What the exercise asks |
Pick out every line in the entries below that contains the string "road", and copy each one in full. Case counts.

Material shown |
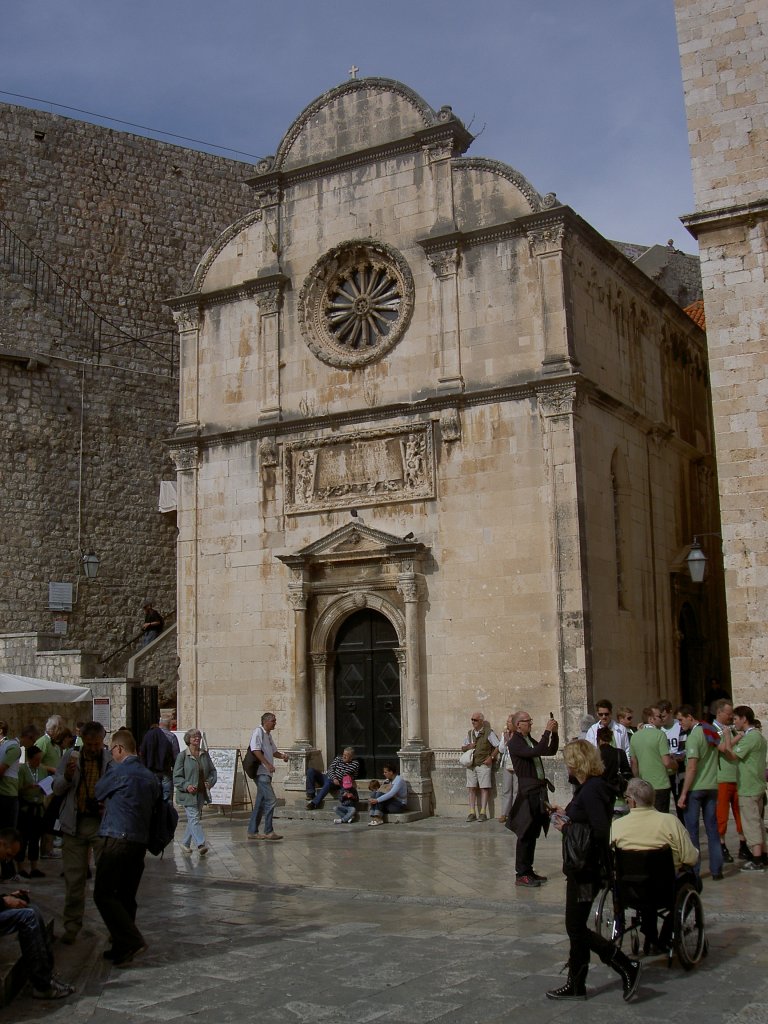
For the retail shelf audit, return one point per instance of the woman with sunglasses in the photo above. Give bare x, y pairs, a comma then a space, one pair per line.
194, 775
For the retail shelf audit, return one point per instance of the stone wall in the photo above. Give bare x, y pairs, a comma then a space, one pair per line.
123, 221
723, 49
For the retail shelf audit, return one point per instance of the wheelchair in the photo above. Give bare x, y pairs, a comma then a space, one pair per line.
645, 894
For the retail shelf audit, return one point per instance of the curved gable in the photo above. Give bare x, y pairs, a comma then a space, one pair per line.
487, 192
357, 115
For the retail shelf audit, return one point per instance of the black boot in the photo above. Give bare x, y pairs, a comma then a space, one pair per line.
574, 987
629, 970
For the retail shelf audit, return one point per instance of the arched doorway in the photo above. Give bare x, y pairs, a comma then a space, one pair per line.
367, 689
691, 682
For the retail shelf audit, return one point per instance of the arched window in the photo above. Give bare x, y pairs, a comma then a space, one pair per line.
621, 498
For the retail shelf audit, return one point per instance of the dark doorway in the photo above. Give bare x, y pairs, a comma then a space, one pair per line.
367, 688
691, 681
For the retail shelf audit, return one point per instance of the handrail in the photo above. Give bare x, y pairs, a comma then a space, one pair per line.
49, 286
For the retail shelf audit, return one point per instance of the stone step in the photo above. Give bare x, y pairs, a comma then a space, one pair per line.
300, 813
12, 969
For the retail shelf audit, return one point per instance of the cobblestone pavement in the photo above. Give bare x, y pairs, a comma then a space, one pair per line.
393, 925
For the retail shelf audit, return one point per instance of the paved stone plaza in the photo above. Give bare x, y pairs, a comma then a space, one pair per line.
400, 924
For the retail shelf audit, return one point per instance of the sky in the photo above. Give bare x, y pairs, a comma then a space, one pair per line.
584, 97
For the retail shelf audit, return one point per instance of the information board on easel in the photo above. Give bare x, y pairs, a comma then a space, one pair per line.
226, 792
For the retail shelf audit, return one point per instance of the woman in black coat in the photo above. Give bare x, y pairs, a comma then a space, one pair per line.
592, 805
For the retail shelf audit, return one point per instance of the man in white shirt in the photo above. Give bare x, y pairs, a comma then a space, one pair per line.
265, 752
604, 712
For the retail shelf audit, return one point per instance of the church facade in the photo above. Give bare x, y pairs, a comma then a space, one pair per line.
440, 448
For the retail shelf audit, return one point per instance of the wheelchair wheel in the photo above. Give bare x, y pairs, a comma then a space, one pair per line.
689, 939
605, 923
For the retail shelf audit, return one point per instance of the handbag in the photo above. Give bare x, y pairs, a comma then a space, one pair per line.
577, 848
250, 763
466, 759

---

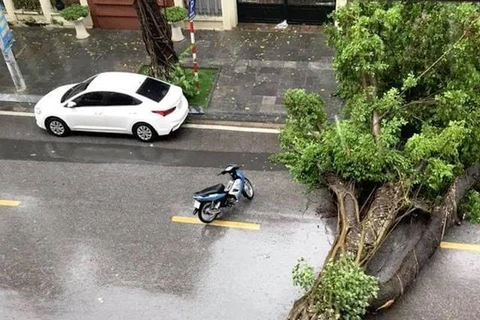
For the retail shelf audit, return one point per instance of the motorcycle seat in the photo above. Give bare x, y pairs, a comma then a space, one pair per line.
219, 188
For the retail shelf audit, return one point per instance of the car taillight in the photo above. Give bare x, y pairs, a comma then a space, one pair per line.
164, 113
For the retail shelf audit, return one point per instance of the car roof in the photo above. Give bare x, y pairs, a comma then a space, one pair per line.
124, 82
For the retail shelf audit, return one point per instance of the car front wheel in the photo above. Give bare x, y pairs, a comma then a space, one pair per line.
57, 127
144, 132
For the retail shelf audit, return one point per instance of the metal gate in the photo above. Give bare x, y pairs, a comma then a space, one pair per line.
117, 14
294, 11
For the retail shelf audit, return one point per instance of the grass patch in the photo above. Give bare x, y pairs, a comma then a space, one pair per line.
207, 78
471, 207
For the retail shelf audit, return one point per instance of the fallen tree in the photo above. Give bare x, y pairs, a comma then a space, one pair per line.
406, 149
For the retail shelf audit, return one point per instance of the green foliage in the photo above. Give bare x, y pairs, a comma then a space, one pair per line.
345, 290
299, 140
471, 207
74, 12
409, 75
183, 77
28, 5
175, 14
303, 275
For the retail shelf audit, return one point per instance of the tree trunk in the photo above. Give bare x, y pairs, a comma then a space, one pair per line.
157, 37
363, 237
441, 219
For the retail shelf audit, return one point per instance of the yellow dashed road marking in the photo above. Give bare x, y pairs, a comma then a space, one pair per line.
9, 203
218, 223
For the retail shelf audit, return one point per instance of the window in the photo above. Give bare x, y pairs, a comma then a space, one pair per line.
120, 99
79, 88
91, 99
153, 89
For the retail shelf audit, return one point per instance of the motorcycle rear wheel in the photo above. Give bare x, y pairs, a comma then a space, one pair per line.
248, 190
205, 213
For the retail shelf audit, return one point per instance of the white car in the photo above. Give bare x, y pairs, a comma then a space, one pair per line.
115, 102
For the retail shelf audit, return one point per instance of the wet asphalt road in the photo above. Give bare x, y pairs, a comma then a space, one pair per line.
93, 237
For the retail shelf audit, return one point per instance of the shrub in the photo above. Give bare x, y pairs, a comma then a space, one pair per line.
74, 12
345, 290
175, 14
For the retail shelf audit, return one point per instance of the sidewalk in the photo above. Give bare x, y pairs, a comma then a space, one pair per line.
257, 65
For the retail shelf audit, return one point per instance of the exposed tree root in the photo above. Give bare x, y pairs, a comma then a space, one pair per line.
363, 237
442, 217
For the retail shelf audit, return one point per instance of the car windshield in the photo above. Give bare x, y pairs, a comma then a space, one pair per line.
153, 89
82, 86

Exercise response |
For the retail shelf audit, return one point per instance of the yellow dashed road marking in the photo above. Give bare x, y pairs, a comma then a space, one pair per line.
For the retail shelf audit, return one point per instance of the wet asphalt road in the photo above. Give bare x, y pairs, a comma then a space, one pair per line.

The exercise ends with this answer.